• **What you have to do**: Search the listing for the word "tree" and copy every line where it turns up.

**** Input material ****

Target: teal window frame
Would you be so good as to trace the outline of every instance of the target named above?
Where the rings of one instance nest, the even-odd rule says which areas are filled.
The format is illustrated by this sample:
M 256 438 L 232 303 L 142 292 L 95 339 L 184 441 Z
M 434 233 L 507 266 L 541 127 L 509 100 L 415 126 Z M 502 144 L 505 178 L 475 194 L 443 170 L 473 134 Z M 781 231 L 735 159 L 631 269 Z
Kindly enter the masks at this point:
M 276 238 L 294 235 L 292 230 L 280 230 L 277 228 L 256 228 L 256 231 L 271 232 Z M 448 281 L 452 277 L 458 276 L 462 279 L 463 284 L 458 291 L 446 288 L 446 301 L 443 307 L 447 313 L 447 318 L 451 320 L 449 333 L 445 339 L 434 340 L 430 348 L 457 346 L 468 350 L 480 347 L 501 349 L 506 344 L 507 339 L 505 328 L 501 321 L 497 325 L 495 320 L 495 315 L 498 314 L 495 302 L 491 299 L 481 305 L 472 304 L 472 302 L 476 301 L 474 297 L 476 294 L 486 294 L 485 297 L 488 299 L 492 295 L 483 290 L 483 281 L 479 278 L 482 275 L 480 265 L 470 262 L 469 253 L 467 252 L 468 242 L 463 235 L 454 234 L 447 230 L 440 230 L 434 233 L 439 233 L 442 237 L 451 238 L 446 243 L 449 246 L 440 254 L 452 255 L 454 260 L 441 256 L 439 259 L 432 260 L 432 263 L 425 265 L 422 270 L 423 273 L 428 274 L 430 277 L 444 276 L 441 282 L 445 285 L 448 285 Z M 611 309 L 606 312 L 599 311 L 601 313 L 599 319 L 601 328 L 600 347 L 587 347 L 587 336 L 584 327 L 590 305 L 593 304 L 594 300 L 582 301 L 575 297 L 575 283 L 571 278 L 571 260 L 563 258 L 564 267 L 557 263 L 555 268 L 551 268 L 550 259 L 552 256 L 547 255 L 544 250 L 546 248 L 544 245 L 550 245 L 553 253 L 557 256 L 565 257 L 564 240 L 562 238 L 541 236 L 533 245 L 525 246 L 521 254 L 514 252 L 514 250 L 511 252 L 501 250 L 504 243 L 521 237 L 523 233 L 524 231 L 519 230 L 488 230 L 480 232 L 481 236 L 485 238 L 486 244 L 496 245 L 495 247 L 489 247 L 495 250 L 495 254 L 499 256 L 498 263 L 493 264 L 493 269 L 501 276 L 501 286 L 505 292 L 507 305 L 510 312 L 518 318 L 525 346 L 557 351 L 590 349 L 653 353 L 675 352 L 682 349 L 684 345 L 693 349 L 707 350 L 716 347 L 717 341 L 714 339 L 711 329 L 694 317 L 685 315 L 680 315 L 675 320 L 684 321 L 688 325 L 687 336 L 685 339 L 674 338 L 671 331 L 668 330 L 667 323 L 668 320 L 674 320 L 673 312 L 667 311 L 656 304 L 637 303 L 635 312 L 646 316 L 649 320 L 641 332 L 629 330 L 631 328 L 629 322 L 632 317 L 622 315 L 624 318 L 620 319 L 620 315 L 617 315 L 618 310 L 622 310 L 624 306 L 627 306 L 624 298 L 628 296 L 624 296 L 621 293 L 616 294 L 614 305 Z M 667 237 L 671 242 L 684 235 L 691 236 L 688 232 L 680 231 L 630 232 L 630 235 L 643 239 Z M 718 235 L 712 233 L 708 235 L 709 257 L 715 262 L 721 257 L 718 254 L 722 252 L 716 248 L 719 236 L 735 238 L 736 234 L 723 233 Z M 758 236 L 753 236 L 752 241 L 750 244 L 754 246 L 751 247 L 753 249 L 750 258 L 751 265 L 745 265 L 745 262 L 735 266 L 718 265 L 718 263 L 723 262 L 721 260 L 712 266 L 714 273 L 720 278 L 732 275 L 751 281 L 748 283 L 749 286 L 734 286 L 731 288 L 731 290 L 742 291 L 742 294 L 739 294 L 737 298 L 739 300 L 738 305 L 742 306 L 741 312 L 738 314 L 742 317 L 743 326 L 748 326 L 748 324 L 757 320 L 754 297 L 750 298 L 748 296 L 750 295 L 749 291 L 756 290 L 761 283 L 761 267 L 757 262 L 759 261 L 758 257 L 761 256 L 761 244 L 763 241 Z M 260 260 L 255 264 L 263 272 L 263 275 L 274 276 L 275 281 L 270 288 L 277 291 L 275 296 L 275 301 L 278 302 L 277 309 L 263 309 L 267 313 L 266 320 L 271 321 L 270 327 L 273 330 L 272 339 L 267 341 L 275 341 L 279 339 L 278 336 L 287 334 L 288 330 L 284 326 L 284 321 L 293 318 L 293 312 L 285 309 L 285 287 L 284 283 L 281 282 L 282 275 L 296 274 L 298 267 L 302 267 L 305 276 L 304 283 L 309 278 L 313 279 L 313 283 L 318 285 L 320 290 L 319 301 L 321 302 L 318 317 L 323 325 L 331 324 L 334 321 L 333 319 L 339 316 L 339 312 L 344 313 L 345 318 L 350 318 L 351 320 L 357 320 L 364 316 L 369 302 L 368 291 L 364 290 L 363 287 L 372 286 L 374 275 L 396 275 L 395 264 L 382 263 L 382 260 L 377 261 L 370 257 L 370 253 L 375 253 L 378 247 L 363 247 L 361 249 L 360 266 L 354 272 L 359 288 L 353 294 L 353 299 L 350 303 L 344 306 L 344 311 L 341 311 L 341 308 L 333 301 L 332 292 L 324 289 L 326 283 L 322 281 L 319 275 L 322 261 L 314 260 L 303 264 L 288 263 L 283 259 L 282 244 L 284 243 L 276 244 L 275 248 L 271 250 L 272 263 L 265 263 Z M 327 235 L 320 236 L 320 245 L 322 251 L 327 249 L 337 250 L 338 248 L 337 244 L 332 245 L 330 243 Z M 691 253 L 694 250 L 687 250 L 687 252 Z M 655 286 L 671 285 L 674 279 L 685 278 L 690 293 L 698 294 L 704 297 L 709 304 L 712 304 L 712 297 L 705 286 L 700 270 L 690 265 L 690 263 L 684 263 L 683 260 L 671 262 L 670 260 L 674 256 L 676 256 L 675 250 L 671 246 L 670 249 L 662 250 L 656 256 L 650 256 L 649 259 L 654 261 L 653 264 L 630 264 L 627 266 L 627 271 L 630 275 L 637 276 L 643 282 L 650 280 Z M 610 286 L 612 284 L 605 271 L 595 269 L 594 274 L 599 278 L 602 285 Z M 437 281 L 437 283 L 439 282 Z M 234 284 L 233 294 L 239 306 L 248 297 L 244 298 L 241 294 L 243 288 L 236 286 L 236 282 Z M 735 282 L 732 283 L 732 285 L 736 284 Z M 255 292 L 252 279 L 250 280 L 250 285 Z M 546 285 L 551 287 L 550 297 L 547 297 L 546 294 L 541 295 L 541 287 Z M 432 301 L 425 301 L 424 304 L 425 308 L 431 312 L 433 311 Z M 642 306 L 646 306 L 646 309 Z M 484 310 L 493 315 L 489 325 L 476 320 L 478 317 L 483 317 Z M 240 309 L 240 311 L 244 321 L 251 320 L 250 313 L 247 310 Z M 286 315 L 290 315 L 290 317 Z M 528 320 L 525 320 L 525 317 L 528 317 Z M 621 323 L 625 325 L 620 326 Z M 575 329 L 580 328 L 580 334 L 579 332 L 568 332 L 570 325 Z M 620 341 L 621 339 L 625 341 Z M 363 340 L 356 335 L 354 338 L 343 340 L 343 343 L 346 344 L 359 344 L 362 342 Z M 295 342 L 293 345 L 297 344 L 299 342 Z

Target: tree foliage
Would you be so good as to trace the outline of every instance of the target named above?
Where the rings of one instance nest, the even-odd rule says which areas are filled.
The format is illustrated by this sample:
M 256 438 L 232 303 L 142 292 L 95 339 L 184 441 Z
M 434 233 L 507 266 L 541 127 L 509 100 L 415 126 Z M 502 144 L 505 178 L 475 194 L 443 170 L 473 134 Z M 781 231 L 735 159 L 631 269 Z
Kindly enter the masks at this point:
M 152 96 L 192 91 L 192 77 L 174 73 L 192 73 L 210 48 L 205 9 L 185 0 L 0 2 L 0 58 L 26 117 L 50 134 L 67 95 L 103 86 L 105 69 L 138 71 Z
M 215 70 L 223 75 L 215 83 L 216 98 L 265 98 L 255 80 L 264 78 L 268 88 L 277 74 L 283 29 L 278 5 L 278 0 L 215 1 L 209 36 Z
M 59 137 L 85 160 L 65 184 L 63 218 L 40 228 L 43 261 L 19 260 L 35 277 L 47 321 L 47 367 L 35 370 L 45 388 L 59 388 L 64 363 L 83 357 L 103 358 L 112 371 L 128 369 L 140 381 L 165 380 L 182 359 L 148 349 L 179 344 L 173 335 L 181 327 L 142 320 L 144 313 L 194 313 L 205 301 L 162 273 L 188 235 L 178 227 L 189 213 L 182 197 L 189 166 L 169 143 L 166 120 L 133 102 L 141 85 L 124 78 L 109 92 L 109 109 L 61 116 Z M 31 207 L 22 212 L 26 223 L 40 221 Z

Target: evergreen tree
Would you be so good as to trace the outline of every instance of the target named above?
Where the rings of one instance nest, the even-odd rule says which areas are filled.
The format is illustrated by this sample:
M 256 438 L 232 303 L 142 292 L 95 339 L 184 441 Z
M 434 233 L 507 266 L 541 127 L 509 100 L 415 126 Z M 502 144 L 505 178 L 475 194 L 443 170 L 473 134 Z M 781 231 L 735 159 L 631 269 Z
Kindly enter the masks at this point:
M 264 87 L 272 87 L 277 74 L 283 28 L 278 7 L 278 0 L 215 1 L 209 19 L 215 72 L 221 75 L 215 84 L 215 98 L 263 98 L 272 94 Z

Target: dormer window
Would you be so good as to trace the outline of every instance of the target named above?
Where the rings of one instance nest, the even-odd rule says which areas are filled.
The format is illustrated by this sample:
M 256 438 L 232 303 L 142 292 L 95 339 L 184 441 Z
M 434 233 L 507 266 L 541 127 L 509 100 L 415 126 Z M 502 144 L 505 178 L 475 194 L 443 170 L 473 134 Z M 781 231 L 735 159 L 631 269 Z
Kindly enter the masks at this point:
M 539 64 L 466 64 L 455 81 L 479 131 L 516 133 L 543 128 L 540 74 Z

****

• **Answer box**:
Target: tree foliage
Target: evergreen tree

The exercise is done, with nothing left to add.